Page text:
# Last edited on 1999-12-10 08:04:13 by stolfi

# Usage: "gawk -f factor-elements.gawk ..."

function factor_text(x,   y,e)
{
  # Decomposes "x" into its QOKOKOKOF elements, separated by ":".
  # Assumes "x" is uncapitalized EVA without comments and fillers.
  # EVA spaces and "/" are allowed.

  gsub(/{[^{}]*}/, "", x);
  gsub(/[!]/, "", x);
  if (match(x, /[^-=\/,. *?%a-z]/)) { error(("invalid char in word \"" x "\"")); }
  
  # Map "sh" "ch" "ee" to single letters to simplify the parsing.
  gsub(/ch/, "C", x);
  gsub(/sh/, "S", x);
  gsub(/ee/, "E", x);

  y = ""; 
  
  while (x != "")
    { # printf "x = [%s]\n", x > "/dev/stderr";
      if (match(x, /^[-=\/,. ]+/))
        { e = substr(x,1,RLENGTH); x = substr(x, RLENGTH+1);
          y = ( y e );
        }
      else
        { # split off initial <q> if any:
          if (match(x, /^[q]/)) 
            { e = substr(x,1,RLENGTH); x = substr(x, RLENGTH+1); }
          else
            { e = "_"; }
          y = ( y "{" e "}");

          while (1)
            { # split off "[aoy]" group with eventual [ci] prefix and [he] suffix
              if (match(x, /^[ic]*[aoy][aoyeh]*/))
                { e = substr(x,1,RLENGTH); x = substr(x, RLENGTH+1); }
              else
                { e = "_"; }
              y = ( y e );

              # copy next main letter with [ci] prefix and [he] suffix
              if (match(x, /^[ic]*[^-=\/,. aoy][he]*/))
                { e = substr(x,1,RLENGTH); x = substr(x, RLENGTH+1); }
              else
                { break; }
              y = ( y "{" e "}");
            }
        }
    }

  # Unfold letter folding:

  gsub(/E/, "ee", y);
  gsub(/C/, "ch", y);
  gsub(/S/, "sh", y);

  return y;
}

Data listing:
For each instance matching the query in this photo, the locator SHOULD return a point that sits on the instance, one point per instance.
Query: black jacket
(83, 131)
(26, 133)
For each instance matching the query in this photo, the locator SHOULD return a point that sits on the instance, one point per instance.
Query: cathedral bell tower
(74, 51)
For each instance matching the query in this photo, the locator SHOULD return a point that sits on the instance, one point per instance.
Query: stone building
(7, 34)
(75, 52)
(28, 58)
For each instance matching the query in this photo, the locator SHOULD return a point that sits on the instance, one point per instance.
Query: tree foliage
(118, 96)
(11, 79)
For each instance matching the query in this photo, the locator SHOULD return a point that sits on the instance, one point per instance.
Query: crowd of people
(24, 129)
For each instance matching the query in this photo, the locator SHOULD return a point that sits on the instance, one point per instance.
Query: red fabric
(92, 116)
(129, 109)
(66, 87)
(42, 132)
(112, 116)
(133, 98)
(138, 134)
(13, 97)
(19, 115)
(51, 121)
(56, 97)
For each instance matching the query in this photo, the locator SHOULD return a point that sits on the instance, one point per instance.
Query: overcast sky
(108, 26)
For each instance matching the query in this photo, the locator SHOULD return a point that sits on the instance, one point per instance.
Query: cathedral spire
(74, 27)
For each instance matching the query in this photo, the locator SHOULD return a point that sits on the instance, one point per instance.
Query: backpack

Directive: Write out the entire gawk script above, line for line, with no change to any character.

Reply:
# Last edited on 1999-12-10 08:04:13 by stolfi

# Usage: "gawk -f factor-elements.gawk ..."

function factor_text(x,   y,e)
{
  # Decomposes "x" into its QOKOKOKOF elements, separated by ":".
  # Assumes "x" is uncapitalized EVA without comments and fillers.
  # EVA spaces and "/" are allowed.

  gsub(/{[^{}]*}/, "", x);
  gsub(/[!]/, "", x);
  if (match(x, /[^-=\/,. *?%a-z]/)) { error(("invalid char in word \"" x "\"")); }
  
  # Map "sh" "ch" "ee" to single letters to simplify the parsing.
  gsub(/ch/, "C", x);
  gsub(/sh/, "S", x);
  gsub(/ee/, "E", x);

  y = ""; 
  
  while (x != "")
    { # printf "x = [%s]\n", x > "/dev/stderr";
      if (match(x, /^[-=\/,. ]+/))
        { e = substr(x,1,RLENGTH); x = substr(x, RLENGTH+1);
          y = ( y e );
        }
      else
        { # split off initial <q> if any:
          if (match(x, /^[q]/)) 
            { e = substr(x,1,RLENGTH); x = substr(x, RLENGTH+1); }
          else
            { e = "_"; }
          y = ( y "{" e "}");

          while (1)
            { # split off "[aoy]" group with eventual [ci] prefix and [he] suffix
              if (match(x, /^[ic]*[aoy][aoyeh]*/))
                { e = substr(x,1,RLENGTH); x = substr(x, RLENGTH+1); }
              else
                { e = "_"; }
              y = ( y e );

              # copy next main letter with [ci] prefix and [he] suffix
              if (match(x, /^[ic]*[^-=\/,. aoy][he]*/))
                { e = substr(x,1,RLENGTH); x = substr(x, RLENGTH+1); }
              else
                { break; }
              y = ( y "{" e "}");
            }
        }
    }

  # Unfold letter folding:

  gsub(/E/, "ee", y);
  gsub(/C/, "ch", y);
  gsub(/S/, "sh", y);

  return y;
}